Uit te voeren opdracht: Geef het vervolg van het fragment over de bewerkingen van de sonates, aansluitend op de laatste zin.

Geselecteerd fragment:
Zij maken duidelijk dat deze muziek beslist niet alleen om te oefenen is, maar ook om te bewonderen en van te genieten.

Maar eigenlijk smeken deze sonates om een bewerking. En dat is waarvoor eerder al King’s Consort (Hyperion CDA66684) en London Baroque (BIS CD 1345) zorgden. King komt met barokhobo en oboe d’amore, London baroque houdt het bij louter strijkers.

Weer een andere, logisch weg kiezen barokvioliste Barbara Erdner en de afwisselend op kabinetorgel (Bätz koororgel Koepelkerk Purmerend) in sonates nr. 1, 2 en 4  en klavecimbel in nr. 5 en 6 spelende Henk van Zonneveld. Daar is veel voor te zeggen want de muziek hoeft bijvoorbeeld niet te worden getransponeerd.

Aangeleverd materiaal:

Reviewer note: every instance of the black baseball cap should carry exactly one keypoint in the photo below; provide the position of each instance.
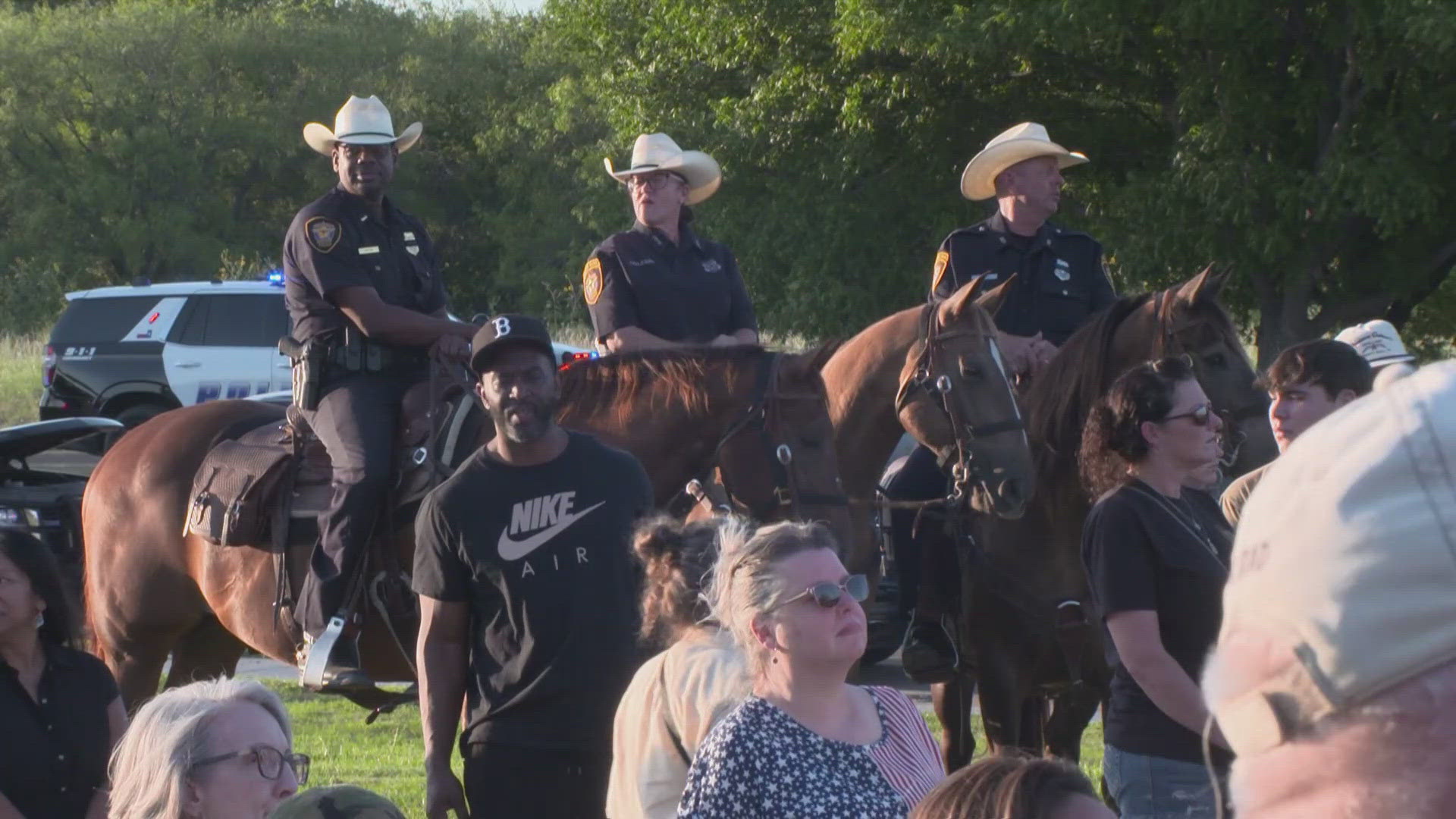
(504, 331)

Antwoord op opdracht:
Bachkenners zullen soms een feest der herkenning hebben omdat ze bepaalde thema’s uit andere werken van Bach kennen: deel 1 van BWV 528 van de cantate nr. 76 bijvoorbeeld.

De gevarieerde kleurvorming van deze hoogst stijlvolle, levendige en mooi verzorgde vertolkingen maakt dat de muziek ineens een andere dimensie krijgt. De muziek is zo vervuld van nieuw leven.